▶ _Task objective_
Transcribe only the lines between the first line of the records and the line containing "Sports-analytics tagging: mark the barking", inclusive, exactly as written.
+ + + + +
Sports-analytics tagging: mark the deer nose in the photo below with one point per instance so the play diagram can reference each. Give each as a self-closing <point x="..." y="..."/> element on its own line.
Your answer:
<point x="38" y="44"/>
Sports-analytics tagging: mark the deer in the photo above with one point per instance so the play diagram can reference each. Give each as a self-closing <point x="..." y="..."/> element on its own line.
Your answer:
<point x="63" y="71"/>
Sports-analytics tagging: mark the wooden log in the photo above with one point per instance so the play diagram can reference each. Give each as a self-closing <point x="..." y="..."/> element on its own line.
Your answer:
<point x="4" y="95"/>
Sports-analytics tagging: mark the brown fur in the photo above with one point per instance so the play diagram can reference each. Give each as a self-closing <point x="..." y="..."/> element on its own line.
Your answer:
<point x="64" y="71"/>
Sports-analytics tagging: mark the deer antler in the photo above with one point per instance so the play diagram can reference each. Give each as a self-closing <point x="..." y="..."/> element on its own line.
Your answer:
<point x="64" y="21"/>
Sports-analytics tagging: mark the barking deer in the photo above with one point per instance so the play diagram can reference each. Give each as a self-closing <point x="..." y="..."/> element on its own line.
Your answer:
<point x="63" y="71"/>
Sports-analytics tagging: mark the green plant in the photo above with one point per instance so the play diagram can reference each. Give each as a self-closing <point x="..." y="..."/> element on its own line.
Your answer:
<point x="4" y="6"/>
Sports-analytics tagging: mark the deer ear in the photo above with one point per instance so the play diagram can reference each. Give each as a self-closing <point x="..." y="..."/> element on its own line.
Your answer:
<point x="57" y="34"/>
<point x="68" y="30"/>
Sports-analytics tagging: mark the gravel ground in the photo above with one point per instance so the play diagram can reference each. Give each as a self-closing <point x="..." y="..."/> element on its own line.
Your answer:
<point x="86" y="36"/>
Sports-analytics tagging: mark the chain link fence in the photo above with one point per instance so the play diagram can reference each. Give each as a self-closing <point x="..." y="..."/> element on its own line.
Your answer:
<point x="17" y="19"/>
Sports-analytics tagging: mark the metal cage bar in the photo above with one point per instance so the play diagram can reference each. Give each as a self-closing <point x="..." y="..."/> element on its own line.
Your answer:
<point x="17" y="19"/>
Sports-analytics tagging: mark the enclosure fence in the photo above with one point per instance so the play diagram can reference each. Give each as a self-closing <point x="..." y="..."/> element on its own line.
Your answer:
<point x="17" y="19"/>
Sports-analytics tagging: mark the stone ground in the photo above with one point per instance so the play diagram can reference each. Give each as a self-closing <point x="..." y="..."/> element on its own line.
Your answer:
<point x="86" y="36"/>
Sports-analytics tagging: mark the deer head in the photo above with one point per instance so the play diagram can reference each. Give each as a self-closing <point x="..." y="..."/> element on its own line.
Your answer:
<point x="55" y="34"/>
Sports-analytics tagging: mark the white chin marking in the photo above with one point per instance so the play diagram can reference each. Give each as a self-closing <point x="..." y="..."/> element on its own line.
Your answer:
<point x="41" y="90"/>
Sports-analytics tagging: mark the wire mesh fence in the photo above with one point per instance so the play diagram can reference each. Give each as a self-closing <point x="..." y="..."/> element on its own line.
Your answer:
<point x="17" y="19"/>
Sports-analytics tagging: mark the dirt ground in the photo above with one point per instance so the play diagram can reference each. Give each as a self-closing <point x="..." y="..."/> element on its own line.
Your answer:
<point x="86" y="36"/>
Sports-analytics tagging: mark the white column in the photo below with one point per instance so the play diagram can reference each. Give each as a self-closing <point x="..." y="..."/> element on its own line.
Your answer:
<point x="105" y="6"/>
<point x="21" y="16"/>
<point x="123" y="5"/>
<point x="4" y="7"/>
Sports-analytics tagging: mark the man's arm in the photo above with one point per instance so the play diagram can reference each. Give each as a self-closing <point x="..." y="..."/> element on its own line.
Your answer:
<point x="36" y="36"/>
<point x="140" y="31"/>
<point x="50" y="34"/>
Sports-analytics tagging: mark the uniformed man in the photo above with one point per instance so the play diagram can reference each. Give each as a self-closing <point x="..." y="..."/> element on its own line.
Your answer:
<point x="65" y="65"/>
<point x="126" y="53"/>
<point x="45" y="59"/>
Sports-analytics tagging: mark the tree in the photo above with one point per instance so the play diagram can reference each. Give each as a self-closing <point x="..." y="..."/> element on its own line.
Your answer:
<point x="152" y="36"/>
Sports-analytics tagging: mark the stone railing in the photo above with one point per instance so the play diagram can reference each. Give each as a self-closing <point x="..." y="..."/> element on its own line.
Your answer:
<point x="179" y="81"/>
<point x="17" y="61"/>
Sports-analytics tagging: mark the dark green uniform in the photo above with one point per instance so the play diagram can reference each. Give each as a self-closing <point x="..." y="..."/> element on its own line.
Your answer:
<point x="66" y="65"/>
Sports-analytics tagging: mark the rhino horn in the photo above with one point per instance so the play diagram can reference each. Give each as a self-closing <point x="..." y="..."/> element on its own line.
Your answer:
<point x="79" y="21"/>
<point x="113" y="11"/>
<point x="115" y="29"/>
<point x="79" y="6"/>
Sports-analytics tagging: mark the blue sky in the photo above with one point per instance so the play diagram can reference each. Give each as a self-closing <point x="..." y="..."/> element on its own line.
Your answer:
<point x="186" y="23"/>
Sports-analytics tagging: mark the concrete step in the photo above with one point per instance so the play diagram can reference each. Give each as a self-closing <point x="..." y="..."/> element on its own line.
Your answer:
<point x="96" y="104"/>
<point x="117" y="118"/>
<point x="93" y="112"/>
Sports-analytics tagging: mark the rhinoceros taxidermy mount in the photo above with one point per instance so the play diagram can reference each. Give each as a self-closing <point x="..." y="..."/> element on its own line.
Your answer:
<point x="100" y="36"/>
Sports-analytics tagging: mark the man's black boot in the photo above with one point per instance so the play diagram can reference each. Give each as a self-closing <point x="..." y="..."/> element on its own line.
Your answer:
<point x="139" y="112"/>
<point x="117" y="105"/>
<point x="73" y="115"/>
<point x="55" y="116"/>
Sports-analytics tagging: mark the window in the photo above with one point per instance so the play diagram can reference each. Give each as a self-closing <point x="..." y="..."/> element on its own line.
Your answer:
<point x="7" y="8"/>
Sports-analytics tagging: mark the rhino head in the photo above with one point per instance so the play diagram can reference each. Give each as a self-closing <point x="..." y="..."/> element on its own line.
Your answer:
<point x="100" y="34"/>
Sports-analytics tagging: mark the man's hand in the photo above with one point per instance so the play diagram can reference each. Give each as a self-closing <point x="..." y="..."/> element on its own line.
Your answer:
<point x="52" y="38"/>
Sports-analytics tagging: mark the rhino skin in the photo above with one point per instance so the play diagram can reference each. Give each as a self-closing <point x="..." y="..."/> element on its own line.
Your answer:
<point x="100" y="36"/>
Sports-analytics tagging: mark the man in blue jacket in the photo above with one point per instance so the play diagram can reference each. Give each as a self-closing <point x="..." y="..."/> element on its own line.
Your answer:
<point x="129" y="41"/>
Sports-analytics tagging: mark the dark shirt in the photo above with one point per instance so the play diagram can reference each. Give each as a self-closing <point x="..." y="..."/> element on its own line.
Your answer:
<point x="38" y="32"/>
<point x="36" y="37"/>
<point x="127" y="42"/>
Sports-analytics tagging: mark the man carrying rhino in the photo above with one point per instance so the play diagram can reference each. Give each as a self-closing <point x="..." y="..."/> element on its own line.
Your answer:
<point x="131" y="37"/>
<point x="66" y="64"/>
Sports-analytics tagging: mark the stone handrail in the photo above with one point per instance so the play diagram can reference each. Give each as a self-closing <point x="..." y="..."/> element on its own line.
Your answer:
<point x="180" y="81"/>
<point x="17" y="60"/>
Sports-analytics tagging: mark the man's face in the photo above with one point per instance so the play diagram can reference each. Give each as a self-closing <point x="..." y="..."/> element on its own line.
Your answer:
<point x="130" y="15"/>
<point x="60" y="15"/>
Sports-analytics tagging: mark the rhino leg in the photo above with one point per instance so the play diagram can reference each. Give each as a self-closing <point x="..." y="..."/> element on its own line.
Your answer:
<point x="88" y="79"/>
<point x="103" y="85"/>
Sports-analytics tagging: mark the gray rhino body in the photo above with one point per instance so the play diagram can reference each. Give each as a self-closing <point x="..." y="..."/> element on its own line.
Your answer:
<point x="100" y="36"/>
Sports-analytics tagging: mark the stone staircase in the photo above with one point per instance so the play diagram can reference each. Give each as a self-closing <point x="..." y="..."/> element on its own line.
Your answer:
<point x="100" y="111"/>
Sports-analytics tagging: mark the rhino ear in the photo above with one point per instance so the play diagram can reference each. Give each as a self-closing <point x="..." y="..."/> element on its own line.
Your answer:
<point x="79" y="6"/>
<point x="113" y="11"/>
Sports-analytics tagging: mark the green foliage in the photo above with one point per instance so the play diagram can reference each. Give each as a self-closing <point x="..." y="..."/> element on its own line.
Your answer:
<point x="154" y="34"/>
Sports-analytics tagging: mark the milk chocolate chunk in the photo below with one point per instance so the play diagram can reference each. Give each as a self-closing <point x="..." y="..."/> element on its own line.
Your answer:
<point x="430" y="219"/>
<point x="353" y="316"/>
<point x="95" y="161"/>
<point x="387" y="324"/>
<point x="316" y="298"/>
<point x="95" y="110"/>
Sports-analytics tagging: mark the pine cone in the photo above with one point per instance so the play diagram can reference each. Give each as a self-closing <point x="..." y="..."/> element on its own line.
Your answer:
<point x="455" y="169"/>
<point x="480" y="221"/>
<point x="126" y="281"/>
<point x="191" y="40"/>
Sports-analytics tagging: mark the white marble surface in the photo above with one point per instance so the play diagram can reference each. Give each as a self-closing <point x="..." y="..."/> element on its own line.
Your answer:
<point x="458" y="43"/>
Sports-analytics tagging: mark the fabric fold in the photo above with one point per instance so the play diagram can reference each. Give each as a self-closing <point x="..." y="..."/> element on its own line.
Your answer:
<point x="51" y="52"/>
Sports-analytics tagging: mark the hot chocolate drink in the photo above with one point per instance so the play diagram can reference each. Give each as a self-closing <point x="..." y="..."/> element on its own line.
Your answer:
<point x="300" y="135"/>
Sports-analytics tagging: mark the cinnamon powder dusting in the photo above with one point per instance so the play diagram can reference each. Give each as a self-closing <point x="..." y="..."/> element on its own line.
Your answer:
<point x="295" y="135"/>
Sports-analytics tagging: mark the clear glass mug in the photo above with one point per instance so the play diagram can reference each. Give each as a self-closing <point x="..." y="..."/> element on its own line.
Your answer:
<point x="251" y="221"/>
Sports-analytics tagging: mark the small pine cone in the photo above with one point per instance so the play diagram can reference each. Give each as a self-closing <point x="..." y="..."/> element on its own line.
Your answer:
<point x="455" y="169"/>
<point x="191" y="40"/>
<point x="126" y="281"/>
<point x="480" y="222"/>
+ + + + +
▶ _Output of the task_
Sports-analytics tagging: mark the deer nose in the photo below with one point per instance so the play diagram can reference each. Give each as a self-closing <point x="..." y="..."/> element on its own line.
Your answer:
<point x="38" y="44"/>
Sports-analytics tagging: mark the deer in the photo above with one point per instance so the play diagram can reference each. Give each as a self-closing <point x="..." y="..."/> element on its own line.
Your answer:
<point x="63" y="71"/>
Sports-analytics tagging: mark the wooden log in the photo above with one point per instance so the play diagram can reference each. Give each as a self-closing <point x="..." y="..."/> element on its own line.
Your answer:
<point x="4" y="95"/>
Sports-analytics tagging: mark the brown fur in the photo above with one point per instance so the play diagram can reference each. Give each as a self-closing <point x="..." y="..."/> element on its own line.
Your answer:
<point x="64" y="71"/>
Sports-analytics tagging: mark the deer antler in the photo above with one point per instance so the play diagram can reference each. Give each as a self-closing <point x="..." y="..."/> element on its own line.
Your answer:
<point x="64" y="21"/>
Sports-analytics tagging: mark the barking deer in the photo above with one point per instance so the play diagram can reference each. Give each as a self-closing <point x="..." y="..."/> element on its own line.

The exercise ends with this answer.